EXERCISE BRIEF: Quote word for word the lines from the entries below, starting at the line that contains "In this exercise you will mark the bamboo sprig" and ending at the line that contains "<point>182,240</point>", with both of those lines included.

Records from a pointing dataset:
>> Start

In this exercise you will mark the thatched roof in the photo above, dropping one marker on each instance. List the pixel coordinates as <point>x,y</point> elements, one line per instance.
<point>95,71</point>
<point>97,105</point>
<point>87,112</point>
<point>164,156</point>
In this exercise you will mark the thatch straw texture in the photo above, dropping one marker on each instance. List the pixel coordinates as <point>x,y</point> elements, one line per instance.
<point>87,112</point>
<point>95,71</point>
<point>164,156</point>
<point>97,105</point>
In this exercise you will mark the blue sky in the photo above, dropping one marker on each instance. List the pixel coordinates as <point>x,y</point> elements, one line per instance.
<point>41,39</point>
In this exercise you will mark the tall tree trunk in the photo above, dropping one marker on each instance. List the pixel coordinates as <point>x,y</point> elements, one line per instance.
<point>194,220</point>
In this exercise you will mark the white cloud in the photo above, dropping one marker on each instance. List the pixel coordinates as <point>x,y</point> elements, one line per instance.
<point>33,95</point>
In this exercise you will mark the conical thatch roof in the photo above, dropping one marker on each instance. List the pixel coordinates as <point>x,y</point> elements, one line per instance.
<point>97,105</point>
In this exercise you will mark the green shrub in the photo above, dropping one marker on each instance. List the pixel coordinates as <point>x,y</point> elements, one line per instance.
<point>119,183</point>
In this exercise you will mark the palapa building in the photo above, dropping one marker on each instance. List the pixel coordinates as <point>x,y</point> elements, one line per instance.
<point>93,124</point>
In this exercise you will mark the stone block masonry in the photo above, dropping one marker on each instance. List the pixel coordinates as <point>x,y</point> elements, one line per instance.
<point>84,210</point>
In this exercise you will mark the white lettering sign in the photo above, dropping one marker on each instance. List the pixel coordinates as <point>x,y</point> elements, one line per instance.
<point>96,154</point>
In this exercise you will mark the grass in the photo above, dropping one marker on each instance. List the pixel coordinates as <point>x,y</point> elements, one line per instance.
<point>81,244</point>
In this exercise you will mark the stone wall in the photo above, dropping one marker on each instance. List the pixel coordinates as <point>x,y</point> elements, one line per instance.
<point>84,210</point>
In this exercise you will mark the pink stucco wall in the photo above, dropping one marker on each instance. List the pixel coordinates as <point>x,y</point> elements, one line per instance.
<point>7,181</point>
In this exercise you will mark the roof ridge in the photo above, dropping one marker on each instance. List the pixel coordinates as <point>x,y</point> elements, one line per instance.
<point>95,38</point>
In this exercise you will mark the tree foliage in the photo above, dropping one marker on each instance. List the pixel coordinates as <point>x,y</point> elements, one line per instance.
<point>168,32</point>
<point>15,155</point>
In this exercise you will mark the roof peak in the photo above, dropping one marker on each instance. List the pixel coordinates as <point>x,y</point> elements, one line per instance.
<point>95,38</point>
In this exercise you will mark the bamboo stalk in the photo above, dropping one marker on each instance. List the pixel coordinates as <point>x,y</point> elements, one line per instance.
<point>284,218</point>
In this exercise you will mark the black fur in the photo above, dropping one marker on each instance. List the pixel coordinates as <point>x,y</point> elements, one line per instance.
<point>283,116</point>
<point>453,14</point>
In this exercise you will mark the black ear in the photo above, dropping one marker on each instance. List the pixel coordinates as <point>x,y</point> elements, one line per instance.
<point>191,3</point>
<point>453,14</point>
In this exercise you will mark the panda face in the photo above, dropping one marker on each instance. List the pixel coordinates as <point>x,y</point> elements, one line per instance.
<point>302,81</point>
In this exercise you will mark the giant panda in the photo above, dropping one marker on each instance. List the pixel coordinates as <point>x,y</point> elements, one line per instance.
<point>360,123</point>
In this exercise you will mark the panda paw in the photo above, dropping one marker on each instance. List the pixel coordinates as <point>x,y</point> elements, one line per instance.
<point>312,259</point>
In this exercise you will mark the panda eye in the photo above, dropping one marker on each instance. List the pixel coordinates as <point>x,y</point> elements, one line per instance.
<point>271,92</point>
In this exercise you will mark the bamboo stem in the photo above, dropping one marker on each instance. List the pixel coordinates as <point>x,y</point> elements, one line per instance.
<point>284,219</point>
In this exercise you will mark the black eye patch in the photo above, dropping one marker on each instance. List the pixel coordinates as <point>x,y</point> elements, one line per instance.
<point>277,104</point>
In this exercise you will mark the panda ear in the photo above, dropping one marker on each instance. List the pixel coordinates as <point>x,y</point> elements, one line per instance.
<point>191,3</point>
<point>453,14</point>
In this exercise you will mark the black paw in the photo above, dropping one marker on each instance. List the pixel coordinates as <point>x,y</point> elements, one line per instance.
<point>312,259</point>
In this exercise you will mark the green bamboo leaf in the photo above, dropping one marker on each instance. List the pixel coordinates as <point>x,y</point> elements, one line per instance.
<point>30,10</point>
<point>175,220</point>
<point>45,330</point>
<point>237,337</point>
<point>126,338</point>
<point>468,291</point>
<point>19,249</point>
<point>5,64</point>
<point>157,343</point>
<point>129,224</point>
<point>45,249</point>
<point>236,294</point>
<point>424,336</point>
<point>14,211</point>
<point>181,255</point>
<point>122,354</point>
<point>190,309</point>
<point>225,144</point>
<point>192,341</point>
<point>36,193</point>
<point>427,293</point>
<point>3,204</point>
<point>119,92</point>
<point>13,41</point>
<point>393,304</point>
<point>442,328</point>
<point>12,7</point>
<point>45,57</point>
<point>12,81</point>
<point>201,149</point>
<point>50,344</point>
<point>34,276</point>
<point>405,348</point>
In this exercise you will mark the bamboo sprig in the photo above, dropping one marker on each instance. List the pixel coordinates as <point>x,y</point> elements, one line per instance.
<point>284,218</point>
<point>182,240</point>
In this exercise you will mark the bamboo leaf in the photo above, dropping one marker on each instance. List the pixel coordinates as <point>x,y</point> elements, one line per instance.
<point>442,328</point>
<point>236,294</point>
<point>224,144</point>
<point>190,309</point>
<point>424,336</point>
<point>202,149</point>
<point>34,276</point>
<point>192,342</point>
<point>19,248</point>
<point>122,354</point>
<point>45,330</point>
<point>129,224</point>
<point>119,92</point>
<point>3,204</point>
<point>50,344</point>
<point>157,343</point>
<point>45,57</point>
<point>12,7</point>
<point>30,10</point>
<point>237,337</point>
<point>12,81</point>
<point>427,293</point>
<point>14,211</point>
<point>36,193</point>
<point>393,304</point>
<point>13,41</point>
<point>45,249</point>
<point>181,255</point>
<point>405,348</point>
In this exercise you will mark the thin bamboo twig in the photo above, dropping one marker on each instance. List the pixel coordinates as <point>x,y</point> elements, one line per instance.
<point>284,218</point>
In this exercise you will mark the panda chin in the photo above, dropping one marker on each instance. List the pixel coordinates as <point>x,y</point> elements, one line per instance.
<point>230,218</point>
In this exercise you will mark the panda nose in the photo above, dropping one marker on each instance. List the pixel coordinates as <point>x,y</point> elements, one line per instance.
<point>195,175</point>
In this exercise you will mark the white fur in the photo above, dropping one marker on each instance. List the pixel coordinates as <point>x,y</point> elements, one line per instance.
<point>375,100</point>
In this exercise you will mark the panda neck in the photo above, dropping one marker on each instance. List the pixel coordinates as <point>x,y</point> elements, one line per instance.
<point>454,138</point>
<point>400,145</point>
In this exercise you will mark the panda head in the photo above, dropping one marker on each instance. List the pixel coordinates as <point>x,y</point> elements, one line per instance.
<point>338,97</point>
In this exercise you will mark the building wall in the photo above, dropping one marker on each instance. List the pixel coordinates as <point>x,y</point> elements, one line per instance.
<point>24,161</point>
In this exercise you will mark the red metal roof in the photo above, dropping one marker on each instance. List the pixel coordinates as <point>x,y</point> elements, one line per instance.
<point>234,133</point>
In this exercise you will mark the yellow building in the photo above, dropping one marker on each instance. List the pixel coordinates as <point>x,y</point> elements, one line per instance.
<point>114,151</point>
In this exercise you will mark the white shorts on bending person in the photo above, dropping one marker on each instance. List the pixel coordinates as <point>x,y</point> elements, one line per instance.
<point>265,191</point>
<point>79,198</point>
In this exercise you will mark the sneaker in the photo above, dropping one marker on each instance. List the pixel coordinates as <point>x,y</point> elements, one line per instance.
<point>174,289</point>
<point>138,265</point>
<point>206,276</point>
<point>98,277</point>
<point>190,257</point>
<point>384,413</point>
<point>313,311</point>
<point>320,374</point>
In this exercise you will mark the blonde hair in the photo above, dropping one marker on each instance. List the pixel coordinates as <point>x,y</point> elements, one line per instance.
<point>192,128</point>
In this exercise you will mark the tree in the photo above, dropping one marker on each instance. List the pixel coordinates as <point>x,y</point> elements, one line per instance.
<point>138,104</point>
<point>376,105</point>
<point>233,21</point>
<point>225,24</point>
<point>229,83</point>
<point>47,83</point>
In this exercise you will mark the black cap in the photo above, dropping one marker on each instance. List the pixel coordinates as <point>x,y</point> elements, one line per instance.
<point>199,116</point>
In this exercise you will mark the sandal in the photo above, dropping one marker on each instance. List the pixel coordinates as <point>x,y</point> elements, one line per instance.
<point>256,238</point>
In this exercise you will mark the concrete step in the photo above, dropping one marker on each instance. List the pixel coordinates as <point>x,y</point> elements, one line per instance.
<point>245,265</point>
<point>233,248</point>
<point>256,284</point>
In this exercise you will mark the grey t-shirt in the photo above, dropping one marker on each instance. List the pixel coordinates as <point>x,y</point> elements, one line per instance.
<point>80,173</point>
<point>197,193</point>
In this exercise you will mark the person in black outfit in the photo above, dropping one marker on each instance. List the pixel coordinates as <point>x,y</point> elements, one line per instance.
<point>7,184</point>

>> End

RESULT OF THIS TASK:
In this exercise you will mark the bamboo sprig in the photo above, dropping one marker on each instance. List the pixel coordinates as <point>x,y</point> elements, one line per instance.
<point>284,218</point>
<point>182,240</point>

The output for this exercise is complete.